* [Dataset extract]
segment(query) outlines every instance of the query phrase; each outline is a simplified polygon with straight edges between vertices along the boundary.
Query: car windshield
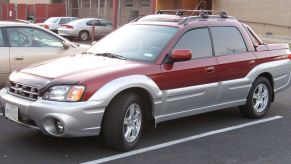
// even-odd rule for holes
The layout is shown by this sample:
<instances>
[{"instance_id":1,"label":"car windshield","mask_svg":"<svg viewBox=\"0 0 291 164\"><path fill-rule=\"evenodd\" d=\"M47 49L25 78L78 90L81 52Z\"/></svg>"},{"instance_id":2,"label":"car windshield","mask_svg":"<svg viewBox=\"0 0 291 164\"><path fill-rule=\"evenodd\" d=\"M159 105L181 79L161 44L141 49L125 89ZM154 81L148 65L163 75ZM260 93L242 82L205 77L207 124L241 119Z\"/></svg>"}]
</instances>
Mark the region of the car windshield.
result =
<instances>
[{"instance_id":1,"label":"car windshield","mask_svg":"<svg viewBox=\"0 0 291 164\"><path fill-rule=\"evenodd\" d=\"M126 25L101 39L87 52L112 53L128 60L153 63L177 31L168 26Z\"/></svg>"},{"instance_id":2,"label":"car windshield","mask_svg":"<svg viewBox=\"0 0 291 164\"><path fill-rule=\"evenodd\" d=\"M58 20L59 18L52 17L47 19L44 23L57 23Z\"/></svg>"}]
</instances>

* [Exercise prompt]
Print only the lines from the one with "The layout is" to the end of the records, both included.

* [Response to the exercise]
The layout is shown by this sample:
<instances>
[{"instance_id":1,"label":"car windshield","mask_svg":"<svg viewBox=\"0 0 291 164\"><path fill-rule=\"evenodd\" d=\"M47 49L25 78L78 90L81 52Z\"/></svg>"},{"instance_id":2,"label":"car windshield","mask_svg":"<svg viewBox=\"0 0 291 164\"><path fill-rule=\"evenodd\" d=\"M159 105L181 79L161 44L141 49L125 89ZM154 81L148 65L163 75ZM260 93L242 82L205 77L207 124L241 119Z\"/></svg>"}]
</instances>
Mark the region of the car windshield.
result =
<instances>
[{"instance_id":1,"label":"car windshield","mask_svg":"<svg viewBox=\"0 0 291 164\"><path fill-rule=\"evenodd\" d=\"M126 25L101 39L87 52L112 53L128 60L153 63L177 31L168 26Z\"/></svg>"},{"instance_id":2,"label":"car windshield","mask_svg":"<svg viewBox=\"0 0 291 164\"><path fill-rule=\"evenodd\" d=\"M58 20L59 18L52 17L47 19L44 23L57 23Z\"/></svg>"}]
</instances>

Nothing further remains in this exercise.